Directions:
[a] In the airstrikes article, how many people were killed and wounded in the Iraqi airstrike on a sports field in Ramadi?
[b] Please reproduce the airstrikes article word for word, starting with "IS, as well" and going on through "basic human freedoms.".
[c] Take the airstrikes article further, picking up after its final sentence.

Start of Document excerpt

The US military said coalition aircraft carried out 18 strikes in Raqqa.

“The significant airstrikes tonight were executed to deny Daesh the ability to move military capabilities throughout Syria and into Iraq,” Lt. Col. Thomas Gilleran said in a statement, using the Arabic acronym for Islamic State. Gilleran called the bombings “one of the largest deliberate engagements” in Syria to date, and claimed the strikes “will have debilitating effects on [IS’s] ability to move from Raqqa.”

In neighboring Iraq, where IS also controls large swathes of territory, US-backed government forces conducted a series of strikes that left scores of civilians dead. Al Jazeera reports at least 73 people killed in the western Iraqi cities of Ramadi and Fallujah as government forces stepped up aerial and artillery bombardment of IS positions.

An Iraqi airstrike on a sports field in Ramadi shortly after midnight on Sunday killed at least 50 people and wounded at least 30 others. At least 23 more people were killed, and another 40 wounded, in shelling north of Fallujah. While Iraqi security officials claimed the attacks targeted IS members, hospital officials said most of the dead were civilians. Medical personnel said five women and seven children were among the 23 dead.

Sources in Baghdad told Al Jazeera that Iraqi government forces dropped barrel bombs, a favorite weapon used by Assad’s forces to kill large numbers of civilians in Syria, in Fallujah. Under international law, barrel bombs are banned because of their indiscriminate nature.

In a separate attack being called an accident caused by mechanical failure, a Russian-made Sukhoi Su-25 fighter jet piloted by an Iraqi airman bombed the New Baghdad residential neighborhood in the capital, causing 12 civilian casualties.

“One of the bombs became stuck because of a technical problem, and during [the aircraft’s] return to base it fell on three houses in Baghdad Jadida,” Iraqi Gen. Saad Maan said in a statement. Early reports from Iraq suggest that seven civilians were killed in the strike.

IS, as well as Iraqi government forces and allied militias, have been condemned by international human rights groups for their conduct during the war. In February, the United Nations released a report accusing IS of possible genocide, detailing crimes including slaughter of innocent civilians, mass kidnappings, rape, enslavement and trafficking of women and children, forced recruitment of child soldiers, religious persecution, pillaging, and denial of basic human freedoms.

End of Document excerpt
Start of Information supplied

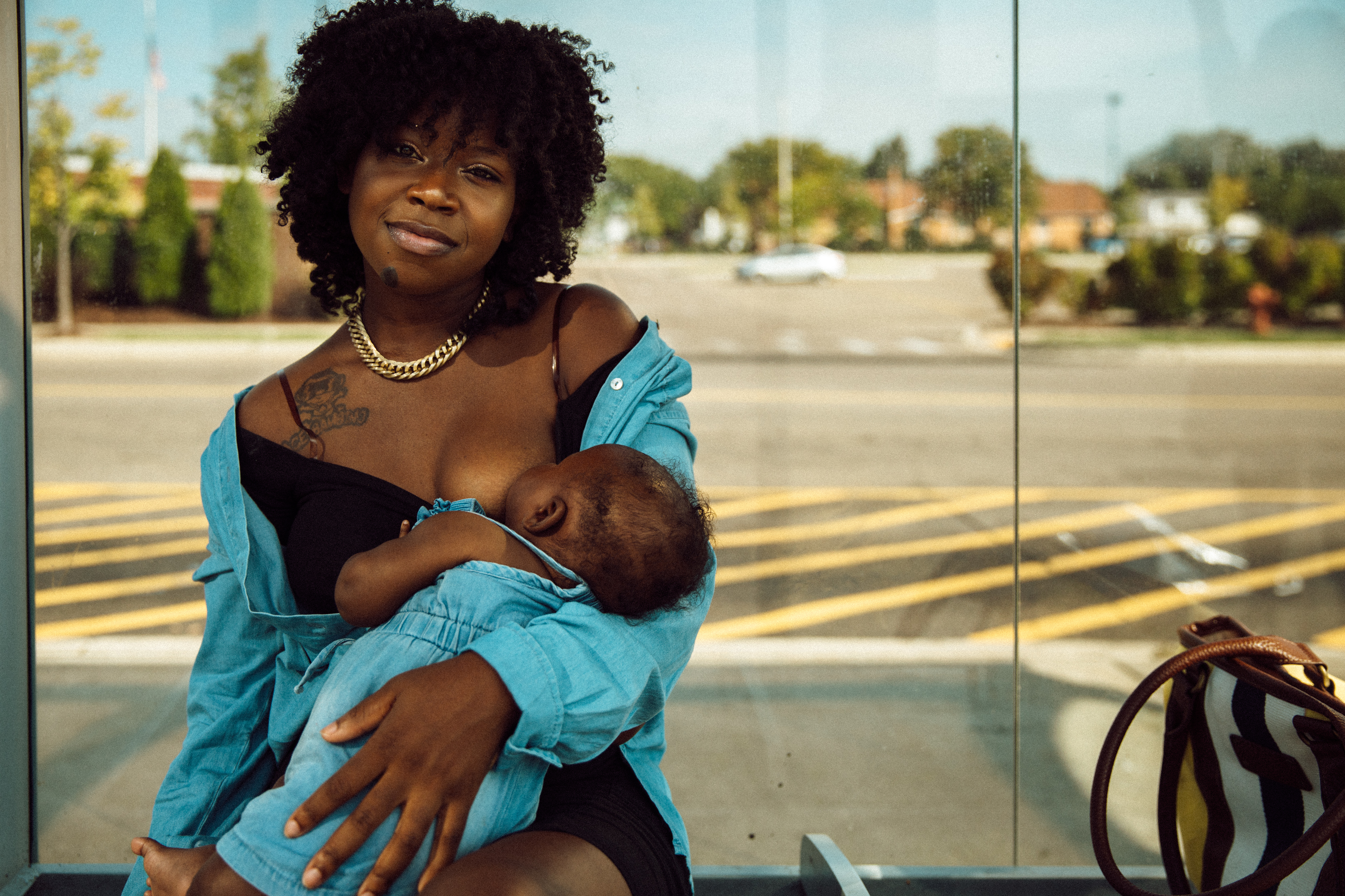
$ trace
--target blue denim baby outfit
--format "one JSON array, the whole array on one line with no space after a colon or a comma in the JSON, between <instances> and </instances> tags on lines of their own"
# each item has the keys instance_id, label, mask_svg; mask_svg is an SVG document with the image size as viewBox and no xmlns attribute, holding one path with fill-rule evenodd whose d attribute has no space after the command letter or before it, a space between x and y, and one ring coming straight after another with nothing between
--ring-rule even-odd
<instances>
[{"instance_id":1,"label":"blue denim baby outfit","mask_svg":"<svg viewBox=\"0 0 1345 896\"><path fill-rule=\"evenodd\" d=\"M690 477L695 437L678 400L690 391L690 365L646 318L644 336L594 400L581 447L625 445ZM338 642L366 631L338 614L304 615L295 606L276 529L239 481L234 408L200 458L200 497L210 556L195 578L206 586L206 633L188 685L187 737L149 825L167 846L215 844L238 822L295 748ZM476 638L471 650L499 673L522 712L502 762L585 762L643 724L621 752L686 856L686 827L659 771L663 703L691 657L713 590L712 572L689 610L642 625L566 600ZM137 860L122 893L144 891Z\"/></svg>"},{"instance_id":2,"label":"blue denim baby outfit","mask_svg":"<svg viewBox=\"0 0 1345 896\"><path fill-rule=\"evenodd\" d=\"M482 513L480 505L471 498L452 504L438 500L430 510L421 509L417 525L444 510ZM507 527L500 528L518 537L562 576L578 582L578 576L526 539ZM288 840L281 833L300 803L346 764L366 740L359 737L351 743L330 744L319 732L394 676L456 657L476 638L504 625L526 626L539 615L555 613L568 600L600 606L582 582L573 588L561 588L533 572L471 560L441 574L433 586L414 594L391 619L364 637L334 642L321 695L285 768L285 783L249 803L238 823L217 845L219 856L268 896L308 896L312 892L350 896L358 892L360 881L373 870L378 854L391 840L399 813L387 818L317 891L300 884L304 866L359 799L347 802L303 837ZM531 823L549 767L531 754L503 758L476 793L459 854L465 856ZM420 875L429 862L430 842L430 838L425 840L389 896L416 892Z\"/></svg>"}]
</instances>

End of Information supplied

Your written answers:
[a] At least 50 people were killed and at least 30 were wounded.

[b]
IS, as well as Iraqi government forces and allied militias, have been condemned by international human rights groups for their conduct during the war. In February, the United Nations released a report accusing IS of possible genocide, detailing crimes including slaughter of innocent civilians, mass kidnappings, rape, enslavement and trafficking of women and children, forced recruitment of child soldiers, religious persecution, pillaging, and denial of basic human freedoms.

[c]
“Many of the violations and abuses perpetrated by ISIL may amount to war crimes, crimes against humanity and possibly genocide,” the UN report asserted.

Amnesty International has accused the Iraqi government of indiscriminately attacking Ramadi and Fallujah in its bid to regain control of areas lost to IS offensives. Pro-government Shia militias have also been accused of grave abuses against the country’s Sunni minority, including the kidnapping and murder of Sunni civilians in retribution for the actions of IS.

Fallujah has suffered tremendously since the US-led invasion and occupation of Iraq began in 2003. The city was devastated during two separate battles for control fought there between American and Iraqi resistance forces in 2004. Hundreds of civilians were killed, and US forces were accused of deliberately and indiscriminately killing innocent civilians. As many as half of all babies born in Fallujah in the years following the fighting were afflicted with birth defects, a shocking development blamed on exposure to toxic metals, including depleted uranium, lead and mercury, used in US weaponry.

The weekend strikes came as IS released a video showing children recruited into the group executing 25 Syrian government troops in the Roman amphitheater in the ancient city of Palmyra.

More than 230,000 Syrians have been killed since protests against the Assad regime erupted in March 2011, sparking a civil war in which government and pro-regime forces have fought jihadist and other rebel groups for control of the country.